• EXERCISE PASSAGE:
* * *
Every day, the Transportation Security Administration (TSA) screens 1.8 million passengers and their baggage at 450 different airports within the United States. It’s an overwhelming task, and yesterday a Congressional oversight committee heard just how overwhelming.
John Roth, inspector general of the Department of Homeland Security (which oversees the TSA), discussed the findings from covert testing of security operations at eight different airports. The results, he said, were “disappointing and troubling”; they included failures of technology, lapses in procedures, and instances of human error. Roth declined to give specifics, however—the names of the airports tested, the number of tests, and the actual results remain classified. Peter Neffenger, who took over as administrator of the TSA in June, also testified, saying that the TSA’s focus on efficiency—getting disgruntled passengers through the checkpoints quickly—had come at the expense of security effectiveness.
* * *
• ENTRIES SUPPLIED:
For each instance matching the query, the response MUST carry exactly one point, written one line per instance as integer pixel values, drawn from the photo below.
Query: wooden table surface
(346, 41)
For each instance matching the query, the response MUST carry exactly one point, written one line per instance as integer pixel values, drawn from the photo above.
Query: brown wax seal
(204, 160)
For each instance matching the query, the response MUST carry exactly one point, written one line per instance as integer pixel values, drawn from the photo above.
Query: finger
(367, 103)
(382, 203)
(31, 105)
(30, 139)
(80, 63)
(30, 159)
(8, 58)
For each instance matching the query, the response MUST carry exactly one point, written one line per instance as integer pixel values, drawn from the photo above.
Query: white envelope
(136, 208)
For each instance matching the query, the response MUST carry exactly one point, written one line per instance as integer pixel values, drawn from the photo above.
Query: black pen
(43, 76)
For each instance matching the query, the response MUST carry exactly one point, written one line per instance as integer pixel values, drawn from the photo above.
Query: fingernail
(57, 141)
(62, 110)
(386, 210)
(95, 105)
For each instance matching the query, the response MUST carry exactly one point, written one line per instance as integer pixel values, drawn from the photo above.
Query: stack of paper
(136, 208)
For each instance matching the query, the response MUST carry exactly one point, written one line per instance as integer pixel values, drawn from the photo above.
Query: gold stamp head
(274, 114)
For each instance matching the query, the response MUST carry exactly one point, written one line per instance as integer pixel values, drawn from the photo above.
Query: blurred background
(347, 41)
* * *
• AIM OF THE TASK: Extend the article on the covert testing of TSA airport security with a few more paragraphs, starting right after its final sentence.

• RESULT OF THIS EXERCISE:
Airport security lapses are not limited to the United States. A recent study by Jenny Kathinka Kruger and Boris Suchan of the Ruhr University in Bochum, Germany, published in the journal Aerospace Medicine and Human Performance, points to similar problems with screeners at the Frankfurt/Main airport. Covert inspections there revealed that “Nearly every second bag containing a forbidden item (e.g., an improvised explosive device or IED) was transferred through the security check without any difficulties.” The authors looked at the conditions under which screeners worked as well as their training, and arrived at some startling conclusions: Screeners did not train with actual X-ray images of luggage, and there was little vetting of job candidates. “Almost every applicant is accepted,” note the authors, rather than hiring only those, for example, with the ability to mentally rotate the objects seen in the X-ray reading.
In yesterday’s hearing, TSA’s Neffenger said the agency is taking steps to streamline training, including enhanced instruction on the proper use of screening technology: “It turns out we hadn’t taught them how important it was to use it properly…. We actually told them how the equipment worked; that was something we hadn’t done before.” The agency is also reducing the number of procedures screeners are expected to memorize. “There were 3,100 separate tasks and 88 different forms of pat-down,” said Neffenger. “That’s impossible, there’s no one who can do that.”
There is at least some good news, however—it turns out that X-ray screening machines are safer than some people had feared.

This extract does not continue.